───── Data extract ─────

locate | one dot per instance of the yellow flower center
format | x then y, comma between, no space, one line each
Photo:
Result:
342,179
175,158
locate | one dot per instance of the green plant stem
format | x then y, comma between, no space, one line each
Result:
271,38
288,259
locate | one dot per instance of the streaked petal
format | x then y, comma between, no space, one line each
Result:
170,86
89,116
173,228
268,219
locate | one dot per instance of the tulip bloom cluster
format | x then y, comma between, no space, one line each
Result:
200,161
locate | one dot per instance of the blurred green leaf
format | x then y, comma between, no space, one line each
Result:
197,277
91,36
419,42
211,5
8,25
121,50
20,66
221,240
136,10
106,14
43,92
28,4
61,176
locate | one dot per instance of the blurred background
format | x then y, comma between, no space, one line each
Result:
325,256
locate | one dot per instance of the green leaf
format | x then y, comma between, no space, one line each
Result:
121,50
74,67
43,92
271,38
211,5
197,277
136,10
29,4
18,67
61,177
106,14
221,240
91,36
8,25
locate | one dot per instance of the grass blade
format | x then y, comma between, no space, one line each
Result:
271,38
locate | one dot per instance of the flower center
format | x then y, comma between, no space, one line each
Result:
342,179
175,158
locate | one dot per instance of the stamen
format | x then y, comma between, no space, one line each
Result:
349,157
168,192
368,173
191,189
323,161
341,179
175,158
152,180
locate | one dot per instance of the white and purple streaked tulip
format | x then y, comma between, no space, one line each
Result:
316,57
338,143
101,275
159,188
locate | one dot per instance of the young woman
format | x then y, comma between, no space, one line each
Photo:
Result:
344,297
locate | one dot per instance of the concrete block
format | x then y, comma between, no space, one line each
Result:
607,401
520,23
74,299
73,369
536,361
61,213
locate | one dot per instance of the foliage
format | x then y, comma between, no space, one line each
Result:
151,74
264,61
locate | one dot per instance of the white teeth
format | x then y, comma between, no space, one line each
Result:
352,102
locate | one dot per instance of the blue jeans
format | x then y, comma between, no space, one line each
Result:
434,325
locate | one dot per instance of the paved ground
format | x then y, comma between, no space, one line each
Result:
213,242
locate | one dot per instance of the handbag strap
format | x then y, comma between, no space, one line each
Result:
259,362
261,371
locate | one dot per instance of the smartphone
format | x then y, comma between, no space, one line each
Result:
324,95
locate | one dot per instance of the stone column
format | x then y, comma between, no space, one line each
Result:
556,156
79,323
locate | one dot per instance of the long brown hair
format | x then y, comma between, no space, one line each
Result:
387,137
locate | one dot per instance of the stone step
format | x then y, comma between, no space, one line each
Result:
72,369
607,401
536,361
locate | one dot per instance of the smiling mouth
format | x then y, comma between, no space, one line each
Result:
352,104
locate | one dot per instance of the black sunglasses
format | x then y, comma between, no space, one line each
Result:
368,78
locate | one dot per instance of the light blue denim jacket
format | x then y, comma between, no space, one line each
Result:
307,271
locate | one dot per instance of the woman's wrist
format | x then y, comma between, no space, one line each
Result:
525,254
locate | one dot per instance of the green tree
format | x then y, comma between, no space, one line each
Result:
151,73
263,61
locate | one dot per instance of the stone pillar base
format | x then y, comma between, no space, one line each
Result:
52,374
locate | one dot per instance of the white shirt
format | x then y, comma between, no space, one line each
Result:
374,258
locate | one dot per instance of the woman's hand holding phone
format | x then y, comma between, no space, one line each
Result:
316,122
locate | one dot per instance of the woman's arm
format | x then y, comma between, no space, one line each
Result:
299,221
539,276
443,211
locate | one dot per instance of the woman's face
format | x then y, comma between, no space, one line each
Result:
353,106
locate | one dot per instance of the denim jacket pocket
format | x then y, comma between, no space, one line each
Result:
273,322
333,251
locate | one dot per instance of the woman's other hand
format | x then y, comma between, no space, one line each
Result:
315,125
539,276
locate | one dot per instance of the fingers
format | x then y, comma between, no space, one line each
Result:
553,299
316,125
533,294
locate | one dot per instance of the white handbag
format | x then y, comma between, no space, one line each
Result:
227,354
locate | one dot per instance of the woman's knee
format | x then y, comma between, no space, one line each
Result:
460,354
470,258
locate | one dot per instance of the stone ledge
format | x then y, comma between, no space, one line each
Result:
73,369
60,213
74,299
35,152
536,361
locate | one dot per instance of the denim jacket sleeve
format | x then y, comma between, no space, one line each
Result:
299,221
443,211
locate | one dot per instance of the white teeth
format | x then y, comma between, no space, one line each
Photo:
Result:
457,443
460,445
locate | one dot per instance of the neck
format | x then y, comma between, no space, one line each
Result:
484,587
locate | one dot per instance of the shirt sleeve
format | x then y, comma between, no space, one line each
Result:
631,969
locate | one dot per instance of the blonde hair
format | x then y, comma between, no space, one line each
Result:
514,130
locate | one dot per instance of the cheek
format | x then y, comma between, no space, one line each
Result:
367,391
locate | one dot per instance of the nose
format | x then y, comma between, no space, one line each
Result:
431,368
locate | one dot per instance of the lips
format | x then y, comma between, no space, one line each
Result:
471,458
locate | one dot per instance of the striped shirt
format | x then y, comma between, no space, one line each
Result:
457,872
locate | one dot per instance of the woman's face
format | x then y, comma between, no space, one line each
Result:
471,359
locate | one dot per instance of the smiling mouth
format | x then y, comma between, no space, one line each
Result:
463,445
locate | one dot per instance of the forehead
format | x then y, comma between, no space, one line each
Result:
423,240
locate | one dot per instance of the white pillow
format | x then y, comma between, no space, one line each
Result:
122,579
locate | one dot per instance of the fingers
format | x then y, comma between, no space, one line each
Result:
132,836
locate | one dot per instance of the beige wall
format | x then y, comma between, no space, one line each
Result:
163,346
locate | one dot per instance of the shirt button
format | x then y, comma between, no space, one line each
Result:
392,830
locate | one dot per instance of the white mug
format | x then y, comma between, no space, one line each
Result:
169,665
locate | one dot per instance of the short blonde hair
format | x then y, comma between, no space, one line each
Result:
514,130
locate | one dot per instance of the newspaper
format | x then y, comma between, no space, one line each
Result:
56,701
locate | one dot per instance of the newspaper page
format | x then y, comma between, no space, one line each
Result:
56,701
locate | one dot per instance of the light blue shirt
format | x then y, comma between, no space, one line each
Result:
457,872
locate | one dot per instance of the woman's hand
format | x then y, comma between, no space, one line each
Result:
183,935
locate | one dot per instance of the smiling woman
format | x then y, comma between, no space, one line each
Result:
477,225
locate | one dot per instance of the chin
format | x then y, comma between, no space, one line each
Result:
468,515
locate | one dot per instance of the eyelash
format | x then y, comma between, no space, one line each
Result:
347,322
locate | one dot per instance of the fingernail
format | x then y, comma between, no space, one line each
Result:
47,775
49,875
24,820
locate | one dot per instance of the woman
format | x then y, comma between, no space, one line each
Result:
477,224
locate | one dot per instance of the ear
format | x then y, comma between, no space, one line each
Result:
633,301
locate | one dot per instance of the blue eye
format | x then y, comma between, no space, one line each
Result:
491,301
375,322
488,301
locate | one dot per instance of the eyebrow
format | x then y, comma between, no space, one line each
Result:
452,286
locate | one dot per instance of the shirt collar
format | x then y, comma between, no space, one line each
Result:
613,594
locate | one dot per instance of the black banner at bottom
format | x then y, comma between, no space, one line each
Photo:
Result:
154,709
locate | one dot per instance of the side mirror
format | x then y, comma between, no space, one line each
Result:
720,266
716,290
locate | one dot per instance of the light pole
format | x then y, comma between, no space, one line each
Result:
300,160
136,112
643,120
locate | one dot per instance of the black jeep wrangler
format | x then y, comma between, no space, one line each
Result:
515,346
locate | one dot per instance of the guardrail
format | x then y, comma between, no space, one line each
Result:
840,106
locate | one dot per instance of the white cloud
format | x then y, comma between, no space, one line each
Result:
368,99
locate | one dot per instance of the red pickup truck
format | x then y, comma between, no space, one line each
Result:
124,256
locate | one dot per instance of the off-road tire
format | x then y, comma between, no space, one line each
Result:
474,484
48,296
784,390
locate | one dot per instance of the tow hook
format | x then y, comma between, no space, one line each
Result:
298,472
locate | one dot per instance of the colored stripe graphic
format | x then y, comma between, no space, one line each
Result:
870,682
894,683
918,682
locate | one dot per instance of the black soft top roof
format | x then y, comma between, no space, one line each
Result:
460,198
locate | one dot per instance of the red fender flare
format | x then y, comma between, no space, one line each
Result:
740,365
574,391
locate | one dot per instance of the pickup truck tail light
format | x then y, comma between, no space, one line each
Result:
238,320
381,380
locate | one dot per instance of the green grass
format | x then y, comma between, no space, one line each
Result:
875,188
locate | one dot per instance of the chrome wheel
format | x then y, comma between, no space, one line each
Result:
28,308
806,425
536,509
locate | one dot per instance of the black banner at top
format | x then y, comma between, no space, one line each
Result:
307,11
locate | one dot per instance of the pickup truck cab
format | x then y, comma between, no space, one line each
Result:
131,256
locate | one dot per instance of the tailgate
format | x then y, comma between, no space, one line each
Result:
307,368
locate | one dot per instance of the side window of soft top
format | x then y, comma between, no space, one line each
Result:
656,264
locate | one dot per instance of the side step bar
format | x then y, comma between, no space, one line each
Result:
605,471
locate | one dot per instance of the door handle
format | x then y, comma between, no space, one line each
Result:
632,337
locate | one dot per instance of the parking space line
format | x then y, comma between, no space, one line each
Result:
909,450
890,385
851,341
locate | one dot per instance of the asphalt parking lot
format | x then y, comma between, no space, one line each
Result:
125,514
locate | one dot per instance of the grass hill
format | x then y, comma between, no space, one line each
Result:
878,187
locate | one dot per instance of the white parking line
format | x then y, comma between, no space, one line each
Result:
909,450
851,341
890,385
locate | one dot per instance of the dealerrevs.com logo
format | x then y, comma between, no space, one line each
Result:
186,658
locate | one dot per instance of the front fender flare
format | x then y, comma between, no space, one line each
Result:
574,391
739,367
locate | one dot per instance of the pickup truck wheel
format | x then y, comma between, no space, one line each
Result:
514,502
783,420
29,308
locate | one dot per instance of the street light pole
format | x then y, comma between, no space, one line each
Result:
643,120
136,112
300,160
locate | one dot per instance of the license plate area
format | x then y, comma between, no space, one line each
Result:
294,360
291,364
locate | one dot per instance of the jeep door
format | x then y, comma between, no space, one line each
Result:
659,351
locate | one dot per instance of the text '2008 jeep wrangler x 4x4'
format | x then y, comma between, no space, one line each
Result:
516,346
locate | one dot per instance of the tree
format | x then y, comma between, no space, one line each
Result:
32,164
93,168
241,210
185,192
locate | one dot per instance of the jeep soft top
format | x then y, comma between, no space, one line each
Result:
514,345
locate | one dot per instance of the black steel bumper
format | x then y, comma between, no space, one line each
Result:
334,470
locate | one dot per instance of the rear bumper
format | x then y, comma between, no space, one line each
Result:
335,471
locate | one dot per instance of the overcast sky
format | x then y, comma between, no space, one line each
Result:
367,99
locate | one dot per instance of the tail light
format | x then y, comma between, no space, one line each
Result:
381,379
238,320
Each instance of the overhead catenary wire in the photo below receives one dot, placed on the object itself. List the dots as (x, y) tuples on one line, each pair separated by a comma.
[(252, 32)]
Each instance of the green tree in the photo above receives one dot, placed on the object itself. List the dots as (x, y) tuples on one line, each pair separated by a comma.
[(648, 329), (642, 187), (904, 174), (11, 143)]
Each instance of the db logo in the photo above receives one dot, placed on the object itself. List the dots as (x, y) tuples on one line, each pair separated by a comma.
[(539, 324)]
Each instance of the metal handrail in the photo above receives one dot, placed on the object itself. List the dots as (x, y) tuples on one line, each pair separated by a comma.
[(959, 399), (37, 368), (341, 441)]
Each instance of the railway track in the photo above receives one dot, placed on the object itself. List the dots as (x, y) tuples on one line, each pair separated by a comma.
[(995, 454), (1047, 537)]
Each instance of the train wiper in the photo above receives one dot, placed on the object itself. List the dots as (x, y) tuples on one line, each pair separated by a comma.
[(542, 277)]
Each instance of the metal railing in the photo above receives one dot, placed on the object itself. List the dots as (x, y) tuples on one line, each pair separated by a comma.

─────

Exactly repeat the lines from the line that contains "locate | one dot per instance of the overcast" to the end of the entries, both included, and leave out all other lines.

Solution to this problem:
locate | one dot per instance of the overcast sky
format | x then y, comma between, no space, one line each
Result:
367,99
locate | one dot per instance of the tail light
format | x then y, comma between, no space, one line each
Result:
381,379
238,320
Each instance of the overhead catenary wire in the photo below receives one dot, placed on the object itself. List the dots as (x, y) tuples on one line, each pair separated by a comma.
[(252, 32)]
Each instance of the green tree in the photo above receives one dot, placed on the object itself. List the dots as (x, y) tuples on one line, each pair separated by a comma.
[(648, 329), (642, 187), (904, 174), (11, 143)]
Each instance of the db logo in the photo above receives one dot, placed on the object itself. List the dots as (x, y) tuples on one line, each pair separated by a comma.
[(539, 324)]
Each instance of the metal handrail in the photo above receives one dot, placed on the object itself. List the dots as (x, y) tuples on one line, each pair separated by a comma.
[(959, 399), (37, 368), (341, 441)]
Each instance of the railway track in the photo above receives one dot, placed on the object itself. List the dots as (x, y) tuples on one line, each pair separated by a comma.
[(995, 454), (1047, 537)]
Each instance of the train wiper in the photo above receives one dot, placed on the object itself. List the dots as (x, y) tuples on one line, each pair separated by a comma.
[(542, 277)]
Each instance of the metal railing in the photo above receives one dot, placed on the object itself. List the dots as (x, y) tuples on one line, each pair separated by a comma.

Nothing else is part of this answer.